Detection annotation records
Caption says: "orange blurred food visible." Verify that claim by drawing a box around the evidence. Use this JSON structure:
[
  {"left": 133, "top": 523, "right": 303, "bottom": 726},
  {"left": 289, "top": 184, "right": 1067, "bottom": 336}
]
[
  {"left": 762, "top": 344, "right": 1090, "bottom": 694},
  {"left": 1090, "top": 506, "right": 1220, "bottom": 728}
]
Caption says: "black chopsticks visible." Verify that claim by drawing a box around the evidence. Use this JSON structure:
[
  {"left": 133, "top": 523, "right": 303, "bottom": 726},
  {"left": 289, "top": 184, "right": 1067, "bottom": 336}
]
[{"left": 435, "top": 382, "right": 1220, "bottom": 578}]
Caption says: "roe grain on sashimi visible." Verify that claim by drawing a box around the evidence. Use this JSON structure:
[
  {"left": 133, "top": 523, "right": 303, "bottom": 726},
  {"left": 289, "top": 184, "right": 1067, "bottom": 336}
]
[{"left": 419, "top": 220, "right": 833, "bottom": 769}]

To do
Please edit the listing above so that "Verify" becomes "Confirm" at every occurrence, keeping all other text unchanged.

Correct output
Caption says: "orange blurred food visible." Confirm that claim by drawing a box around the evidence. Use this JSON structure:
[
  {"left": 133, "top": 523, "right": 303, "bottom": 726},
  {"left": 289, "top": 184, "right": 1067, "bottom": 336}
]
[
  {"left": 762, "top": 344, "right": 1090, "bottom": 694},
  {"left": 1090, "top": 506, "right": 1220, "bottom": 728}
]
Caption says: "black chopsticks visible." Confirm that claim by drawing a box around the evidence. Use this JSON structure:
[
  {"left": 133, "top": 523, "right": 303, "bottom": 726},
  {"left": 289, "top": 184, "right": 1067, "bottom": 336}
]
[{"left": 435, "top": 382, "right": 1220, "bottom": 578}]
Caption says: "roe grain on sashimi visible." Confirm that claim by drawing a box around the evidence. Use this JSON structure:
[
  {"left": 133, "top": 523, "right": 303, "bottom": 726},
  {"left": 289, "top": 184, "right": 1067, "bottom": 336}
]
[{"left": 419, "top": 220, "right": 833, "bottom": 769}]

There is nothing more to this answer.